| Written task |
Add 85 to every coordinate in the answer points and reproduce only the lines of the data starting at the line containing "Tag the wooden side" and ending at the line containing "<point>354,352</point>", requests included. Leave the sample points inside each request unchanged.

| Extracted entries |
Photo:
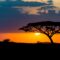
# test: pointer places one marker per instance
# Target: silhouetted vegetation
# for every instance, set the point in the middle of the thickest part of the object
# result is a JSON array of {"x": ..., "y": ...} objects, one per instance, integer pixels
[
  {"x": 7, "y": 44},
  {"x": 49, "y": 28}
]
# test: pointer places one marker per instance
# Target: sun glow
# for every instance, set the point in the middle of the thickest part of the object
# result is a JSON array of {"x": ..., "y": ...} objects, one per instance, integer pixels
[{"x": 37, "y": 34}]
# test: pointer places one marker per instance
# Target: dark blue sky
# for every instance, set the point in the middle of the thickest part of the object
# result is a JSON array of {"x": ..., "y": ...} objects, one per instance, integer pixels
[{"x": 12, "y": 18}]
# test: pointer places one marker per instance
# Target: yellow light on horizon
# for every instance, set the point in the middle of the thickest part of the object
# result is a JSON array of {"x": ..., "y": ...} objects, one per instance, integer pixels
[{"x": 37, "y": 34}]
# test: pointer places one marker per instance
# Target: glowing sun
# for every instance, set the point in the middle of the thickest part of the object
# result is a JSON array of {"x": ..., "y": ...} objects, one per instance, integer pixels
[{"x": 37, "y": 34}]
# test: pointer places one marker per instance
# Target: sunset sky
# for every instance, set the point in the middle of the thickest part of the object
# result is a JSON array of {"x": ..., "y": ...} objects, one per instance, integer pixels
[{"x": 17, "y": 13}]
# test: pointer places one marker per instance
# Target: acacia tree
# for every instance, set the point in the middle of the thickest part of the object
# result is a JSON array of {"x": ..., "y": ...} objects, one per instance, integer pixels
[{"x": 47, "y": 27}]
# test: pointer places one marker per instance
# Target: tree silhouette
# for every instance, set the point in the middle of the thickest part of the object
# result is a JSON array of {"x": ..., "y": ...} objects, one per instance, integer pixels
[{"x": 47, "y": 27}]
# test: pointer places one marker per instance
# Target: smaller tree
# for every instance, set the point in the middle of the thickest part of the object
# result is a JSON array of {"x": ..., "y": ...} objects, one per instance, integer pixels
[{"x": 47, "y": 27}]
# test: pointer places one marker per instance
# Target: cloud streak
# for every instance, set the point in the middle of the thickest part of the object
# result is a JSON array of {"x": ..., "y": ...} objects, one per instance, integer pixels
[{"x": 29, "y": 10}]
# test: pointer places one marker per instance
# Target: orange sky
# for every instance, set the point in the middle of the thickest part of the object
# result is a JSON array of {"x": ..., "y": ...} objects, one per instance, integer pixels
[{"x": 28, "y": 37}]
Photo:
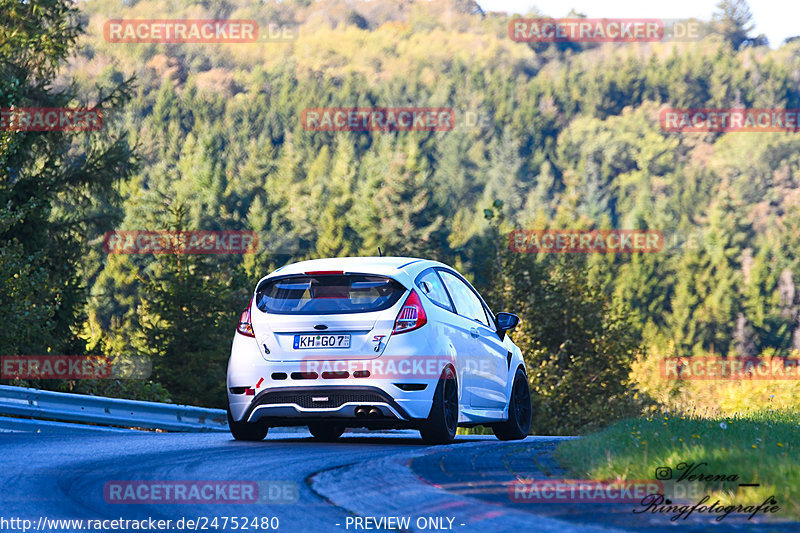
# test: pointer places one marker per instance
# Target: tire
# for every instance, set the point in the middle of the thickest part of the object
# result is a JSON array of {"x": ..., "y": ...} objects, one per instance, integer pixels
[
  {"x": 519, "y": 411},
  {"x": 248, "y": 431},
  {"x": 326, "y": 432},
  {"x": 442, "y": 423}
]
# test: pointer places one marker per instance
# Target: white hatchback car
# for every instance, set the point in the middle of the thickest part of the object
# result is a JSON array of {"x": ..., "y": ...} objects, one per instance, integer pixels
[{"x": 374, "y": 342}]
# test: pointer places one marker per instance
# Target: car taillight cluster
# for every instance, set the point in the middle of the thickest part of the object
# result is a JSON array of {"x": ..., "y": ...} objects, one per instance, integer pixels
[
  {"x": 411, "y": 316},
  {"x": 245, "y": 327}
]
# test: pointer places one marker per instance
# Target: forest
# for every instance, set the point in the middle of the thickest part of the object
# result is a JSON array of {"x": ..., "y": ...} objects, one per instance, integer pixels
[{"x": 545, "y": 136}]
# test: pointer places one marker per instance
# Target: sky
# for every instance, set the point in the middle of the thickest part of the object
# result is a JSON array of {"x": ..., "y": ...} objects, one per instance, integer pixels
[{"x": 777, "y": 19}]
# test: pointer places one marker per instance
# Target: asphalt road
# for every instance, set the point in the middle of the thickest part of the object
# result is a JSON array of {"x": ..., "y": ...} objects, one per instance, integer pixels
[{"x": 356, "y": 484}]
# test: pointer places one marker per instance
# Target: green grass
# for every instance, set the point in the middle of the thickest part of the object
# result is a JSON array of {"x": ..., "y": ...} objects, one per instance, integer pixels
[{"x": 761, "y": 447}]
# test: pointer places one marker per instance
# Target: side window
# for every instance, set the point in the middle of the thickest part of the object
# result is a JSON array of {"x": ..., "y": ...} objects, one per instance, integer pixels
[
  {"x": 467, "y": 303},
  {"x": 430, "y": 285}
]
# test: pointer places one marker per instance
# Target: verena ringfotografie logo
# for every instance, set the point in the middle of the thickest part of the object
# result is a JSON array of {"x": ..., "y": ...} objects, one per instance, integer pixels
[
  {"x": 378, "y": 119},
  {"x": 180, "y": 242},
  {"x": 50, "y": 119},
  {"x": 582, "y": 491},
  {"x": 180, "y": 31},
  {"x": 726, "y": 120},
  {"x": 74, "y": 367},
  {"x": 200, "y": 492},
  {"x": 713, "y": 368},
  {"x": 585, "y": 241}
]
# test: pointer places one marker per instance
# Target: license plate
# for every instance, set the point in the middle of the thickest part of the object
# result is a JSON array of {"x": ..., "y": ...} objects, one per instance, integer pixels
[{"x": 303, "y": 342}]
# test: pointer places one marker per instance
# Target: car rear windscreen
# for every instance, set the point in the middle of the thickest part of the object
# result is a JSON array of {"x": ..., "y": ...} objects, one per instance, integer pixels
[{"x": 328, "y": 294}]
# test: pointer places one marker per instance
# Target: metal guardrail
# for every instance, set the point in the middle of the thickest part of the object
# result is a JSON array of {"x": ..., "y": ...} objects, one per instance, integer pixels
[{"x": 62, "y": 406}]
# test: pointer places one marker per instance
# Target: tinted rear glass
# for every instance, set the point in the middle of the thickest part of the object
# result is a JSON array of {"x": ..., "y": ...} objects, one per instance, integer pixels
[{"x": 329, "y": 294}]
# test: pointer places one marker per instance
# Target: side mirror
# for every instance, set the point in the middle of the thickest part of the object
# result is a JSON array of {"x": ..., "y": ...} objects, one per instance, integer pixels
[{"x": 505, "y": 322}]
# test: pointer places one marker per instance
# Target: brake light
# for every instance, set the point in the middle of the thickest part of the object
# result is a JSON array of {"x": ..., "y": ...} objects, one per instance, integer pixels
[
  {"x": 411, "y": 315},
  {"x": 245, "y": 327}
]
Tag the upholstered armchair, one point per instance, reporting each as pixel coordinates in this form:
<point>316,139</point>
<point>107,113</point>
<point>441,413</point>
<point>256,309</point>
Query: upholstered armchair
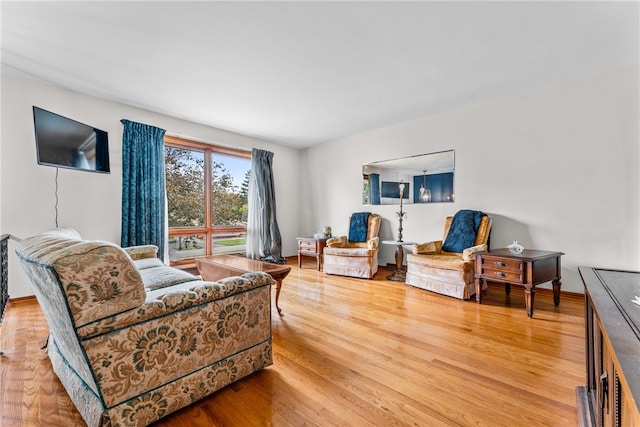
<point>447,266</point>
<point>355,255</point>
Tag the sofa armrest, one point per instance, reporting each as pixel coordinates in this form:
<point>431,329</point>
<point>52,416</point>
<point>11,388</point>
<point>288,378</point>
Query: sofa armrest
<point>337,242</point>
<point>433,247</point>
<point>469,253</point>
<point>142,251</point>
<point>179,330</point>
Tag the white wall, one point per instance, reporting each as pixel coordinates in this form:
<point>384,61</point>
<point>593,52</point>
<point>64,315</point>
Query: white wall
<point>557,169</point>
<point>89,202</point>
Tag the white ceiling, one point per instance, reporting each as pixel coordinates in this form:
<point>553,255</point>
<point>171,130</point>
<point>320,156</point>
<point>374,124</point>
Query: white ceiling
<point>301,73</point>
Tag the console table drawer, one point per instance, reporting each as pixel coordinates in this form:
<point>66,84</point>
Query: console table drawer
<point>307,246</point>
<point>502,264</point>
<point>506,275</point>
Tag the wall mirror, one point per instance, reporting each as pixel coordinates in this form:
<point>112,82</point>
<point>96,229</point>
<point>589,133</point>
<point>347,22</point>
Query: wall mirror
<point>425,178</point>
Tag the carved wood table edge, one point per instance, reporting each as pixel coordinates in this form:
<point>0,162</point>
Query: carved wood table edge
<point>216,267</point>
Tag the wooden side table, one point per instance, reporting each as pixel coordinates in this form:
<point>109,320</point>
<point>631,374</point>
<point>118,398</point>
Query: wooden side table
<point>310,246</point>
<point>399,273</point>
<point>528,269</point>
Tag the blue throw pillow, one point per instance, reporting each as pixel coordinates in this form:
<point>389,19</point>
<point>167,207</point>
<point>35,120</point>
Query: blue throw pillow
<point>463,231</point>
<point>358,227</point>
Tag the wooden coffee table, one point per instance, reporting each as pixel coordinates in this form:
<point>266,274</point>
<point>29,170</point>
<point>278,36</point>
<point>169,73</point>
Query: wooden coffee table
<point>216,267</point>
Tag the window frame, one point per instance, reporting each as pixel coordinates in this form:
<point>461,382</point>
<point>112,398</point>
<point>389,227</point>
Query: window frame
<point>209,230</point>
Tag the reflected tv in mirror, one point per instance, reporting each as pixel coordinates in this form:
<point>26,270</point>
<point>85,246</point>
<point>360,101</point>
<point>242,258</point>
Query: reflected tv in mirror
<point>66,143</point>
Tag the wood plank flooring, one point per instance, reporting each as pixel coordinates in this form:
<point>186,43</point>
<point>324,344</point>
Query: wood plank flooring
<point>354,352</point>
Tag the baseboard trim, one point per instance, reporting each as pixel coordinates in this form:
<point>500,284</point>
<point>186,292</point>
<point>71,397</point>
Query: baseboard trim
<point>19,300</point>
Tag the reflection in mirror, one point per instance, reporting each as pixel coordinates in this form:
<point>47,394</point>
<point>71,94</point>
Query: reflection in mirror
<point>426,178</point>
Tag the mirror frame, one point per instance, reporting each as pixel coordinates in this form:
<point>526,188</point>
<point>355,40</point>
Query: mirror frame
<point>425,178</point>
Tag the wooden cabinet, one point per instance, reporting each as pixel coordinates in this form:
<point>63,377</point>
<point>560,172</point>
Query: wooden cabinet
<point>612,343</point>
<point>310,246</point>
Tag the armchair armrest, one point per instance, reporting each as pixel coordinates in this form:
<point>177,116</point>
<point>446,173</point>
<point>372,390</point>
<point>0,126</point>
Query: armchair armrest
<point>142,251</point>
<point>372,244</point>
<point>469,253</point>
<point>337,242</point>
<point>433,247</point>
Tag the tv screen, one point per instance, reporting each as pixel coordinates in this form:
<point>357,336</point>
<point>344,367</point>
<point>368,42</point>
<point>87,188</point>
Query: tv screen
<point>66,143</point>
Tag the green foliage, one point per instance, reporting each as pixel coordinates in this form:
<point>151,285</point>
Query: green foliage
<point>184,171</point>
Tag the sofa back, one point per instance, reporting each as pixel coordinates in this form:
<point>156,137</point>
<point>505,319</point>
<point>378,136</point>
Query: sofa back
<point>97,279</point>
<point>77,282</point>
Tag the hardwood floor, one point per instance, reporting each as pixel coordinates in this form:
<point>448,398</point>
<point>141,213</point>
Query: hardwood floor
<point>355,352</point>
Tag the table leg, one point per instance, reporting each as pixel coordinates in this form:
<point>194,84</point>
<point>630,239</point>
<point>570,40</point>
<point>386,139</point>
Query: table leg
<point>479,290</point>
<point>529,296</point>
<point>278,287</point>
<point>399,274</point>
<point>556,291</point>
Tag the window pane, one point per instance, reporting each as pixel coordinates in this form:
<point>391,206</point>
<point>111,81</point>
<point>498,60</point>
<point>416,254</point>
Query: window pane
<point>229,242</point>
<point>184,171</point>
<point>182,247</point>
<point>229,189</point>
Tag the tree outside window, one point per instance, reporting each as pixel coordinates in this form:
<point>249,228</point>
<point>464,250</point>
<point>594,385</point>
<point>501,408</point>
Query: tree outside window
<point>207,189</point>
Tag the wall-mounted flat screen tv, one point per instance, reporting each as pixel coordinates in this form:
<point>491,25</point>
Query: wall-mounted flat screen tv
<point>392,190</point>
<point>66,143</point>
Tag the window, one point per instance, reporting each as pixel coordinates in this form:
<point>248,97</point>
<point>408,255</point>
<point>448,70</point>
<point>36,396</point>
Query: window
<point>207,189</point>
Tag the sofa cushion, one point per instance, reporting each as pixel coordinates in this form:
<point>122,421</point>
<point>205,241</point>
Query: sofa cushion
<point>98,278</point>
<point>156,275</point>
<point>350,252</point>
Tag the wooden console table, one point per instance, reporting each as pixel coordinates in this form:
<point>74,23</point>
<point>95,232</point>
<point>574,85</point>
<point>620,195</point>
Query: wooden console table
<point>216,267</point>
<point>528,269</point>
<point>310,246</point>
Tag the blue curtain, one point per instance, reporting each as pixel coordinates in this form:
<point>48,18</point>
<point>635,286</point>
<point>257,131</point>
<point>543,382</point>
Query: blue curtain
<point>374,188</point>
<point>263,234</point>
<point>143,186</point>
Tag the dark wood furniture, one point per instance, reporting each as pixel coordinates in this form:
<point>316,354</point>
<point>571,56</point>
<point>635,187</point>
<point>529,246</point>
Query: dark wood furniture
<point>4,274</point>
<point>611,396</point>
<point>216,267</point>
<point>310,246</point>
<point>528,269</point>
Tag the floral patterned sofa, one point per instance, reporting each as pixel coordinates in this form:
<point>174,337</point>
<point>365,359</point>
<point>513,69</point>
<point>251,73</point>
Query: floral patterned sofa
<point>133,340</point>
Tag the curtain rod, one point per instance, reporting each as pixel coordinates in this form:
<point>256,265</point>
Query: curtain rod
<point>190,138</point>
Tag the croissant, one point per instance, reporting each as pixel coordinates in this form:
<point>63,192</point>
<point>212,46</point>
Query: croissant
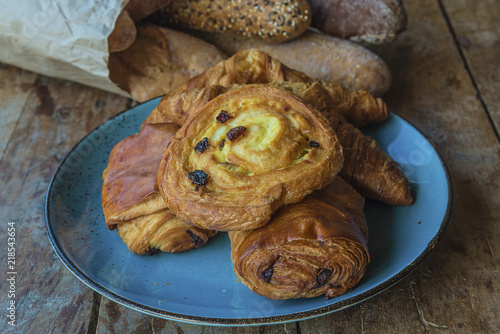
<point>253,66</point>
<point>314,247</point>
<point>243,155</point>
<point>367,167</point>
<point>131,201</point>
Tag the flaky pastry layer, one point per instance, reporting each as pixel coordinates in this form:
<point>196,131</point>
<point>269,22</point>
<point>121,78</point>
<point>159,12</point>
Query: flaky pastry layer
<point>311,248</point>
<point>243,155</point>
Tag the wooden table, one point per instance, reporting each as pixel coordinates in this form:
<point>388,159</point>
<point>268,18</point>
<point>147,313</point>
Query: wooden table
<point>446,70</point>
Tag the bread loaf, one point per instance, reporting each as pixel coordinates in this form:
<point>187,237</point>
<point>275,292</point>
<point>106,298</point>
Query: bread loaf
<point>273,21</point>
<point>139,9</point>
<point>373,21</point>
<point>123,34</point>
<point>320,56</point>
<point>159,60</point>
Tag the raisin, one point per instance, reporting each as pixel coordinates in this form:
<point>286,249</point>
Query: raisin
<point>267,274</point>
<point>202,145</point>
<point>223,116</point>
<point>199,177</point>
<point>198,242</point>
<point>235,133</point>
<point>323,277</point>
<point>152,251</point>
<point>313,143</point>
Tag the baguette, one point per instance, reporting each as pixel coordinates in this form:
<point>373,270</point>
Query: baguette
<point>372,21</point>
<point>159,60</point>
<point>319,56</point>
<point>272,21</point>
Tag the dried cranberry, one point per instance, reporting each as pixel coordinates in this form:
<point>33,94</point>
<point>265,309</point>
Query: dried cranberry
<point>236,132</point>
<point>202,145</point>
<point>223,116</point>
<point>198,242</point>
<point>323,277</point>
<point>267,274</point>
<point>199,177</point>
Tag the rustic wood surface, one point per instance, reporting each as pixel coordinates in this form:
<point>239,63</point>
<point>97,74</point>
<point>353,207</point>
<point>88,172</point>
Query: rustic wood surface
<point>446,69</point>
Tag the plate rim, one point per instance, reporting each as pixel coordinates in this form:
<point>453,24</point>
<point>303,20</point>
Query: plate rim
<point>269,320</point>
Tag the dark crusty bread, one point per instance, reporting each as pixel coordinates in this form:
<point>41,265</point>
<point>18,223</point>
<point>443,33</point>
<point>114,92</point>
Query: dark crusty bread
<point>273,21</point>
<point>373,21</point>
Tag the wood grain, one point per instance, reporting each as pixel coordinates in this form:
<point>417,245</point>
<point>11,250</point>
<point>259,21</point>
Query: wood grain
<point>477,32</point>
<point>52,117</point>
<point>446,79</point>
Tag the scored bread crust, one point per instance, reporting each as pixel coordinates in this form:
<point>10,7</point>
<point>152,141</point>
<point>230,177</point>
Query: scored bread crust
<point>320,56</point>
<point>372,21</point>
<point>271,164</point>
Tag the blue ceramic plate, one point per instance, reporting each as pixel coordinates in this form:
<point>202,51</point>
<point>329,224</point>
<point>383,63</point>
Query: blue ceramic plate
<point>200,286</point>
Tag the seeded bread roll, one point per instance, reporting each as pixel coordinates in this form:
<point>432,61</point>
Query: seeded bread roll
<point>272,21</point>
<point>320,56</point>
<point>372,21</point>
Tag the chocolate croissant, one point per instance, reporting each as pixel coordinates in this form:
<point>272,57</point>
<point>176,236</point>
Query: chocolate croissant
<point>243,155</point>
<point>311,248</point>
<point>131,201</point>
<point>366,166</point>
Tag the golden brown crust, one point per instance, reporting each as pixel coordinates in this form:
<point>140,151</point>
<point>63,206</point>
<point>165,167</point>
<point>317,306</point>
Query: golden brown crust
<point>132,203</point>
<point>320,56</point>
<point>253,66</point>
<point>373,21</point>
<point>285,150</point>
<point>274,21</point>
<point>367,167</point>
<point>161,231</point>
<point>129,187</point>
<point>123,34</point>
<point>314,247</point>
<point>159,60</point>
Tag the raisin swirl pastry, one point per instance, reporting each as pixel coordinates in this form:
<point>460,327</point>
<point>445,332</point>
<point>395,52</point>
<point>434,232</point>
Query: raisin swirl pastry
<point>311,248</point>
<point>372,172</point>
<point>243,155</point>
<point>131,201</point>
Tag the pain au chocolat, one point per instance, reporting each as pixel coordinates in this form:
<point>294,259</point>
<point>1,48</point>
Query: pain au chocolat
<point>315,247</point>
<point>131,201</point>
<point>244,154</point>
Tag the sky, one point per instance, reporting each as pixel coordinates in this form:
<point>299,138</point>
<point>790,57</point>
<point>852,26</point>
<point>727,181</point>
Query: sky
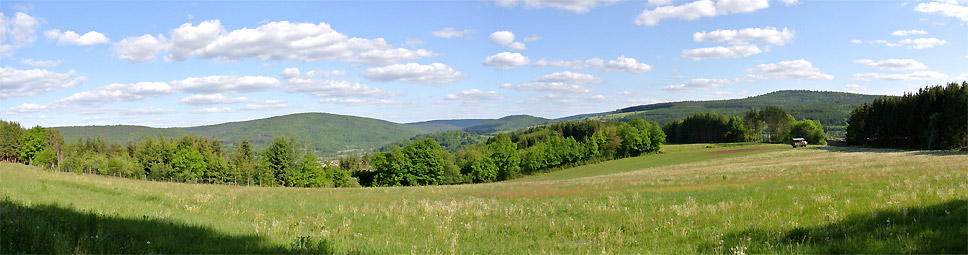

| Solution for this task |
Tag the wooden side table, one point per instance, reporting each as pixel coordinates in this form:
<point>109,320</point>
<point>631,374</point>
<point>118,398</point>
Query: wooden side table
<point>395,331</point>
<point>484,358</point>
<point>613,354</point>
Tag the blue throw pillow, one point per instance, reporting each as pixel coordinates in this form:
<point>389,19</point>
<point>167,207</point>
<point>35,120</point>
Query: blue throw pillow
<point>548,316</point>
<point>443,312</point>
Tag the wooden coffee table, one point per instance, reporting each as pixel coordinates in this form:
<point>266,274</point>
<point>29,170</point>
<point>278,36</point>
<point>169,73</point>
Query: wooden coffee table
<point>301,352</point>
Tag the window frame, one point per instance, reporting each as pixel coordinates in this form:
<point>461,382</point>
<point>112,398</point>
<point>389,227</point>
Query: window frame
<point>294,315</point>
Tag the reflected tv in mirror, one point per instance, reporting each as pixel coordinates in this form:
<point>26,270</point>
<point>85,246</point>
<point>360,101</point>
<point>242,258</point>
Query: reflected tv in mirror
<point>151,228</point>
Tag the wood plank flooring, one point per instance, reporting each as pixel coordinates in this form:
<point>186,43</point>
<point>324,344</point>
Query: wood plank flooring
<point>439,437</point>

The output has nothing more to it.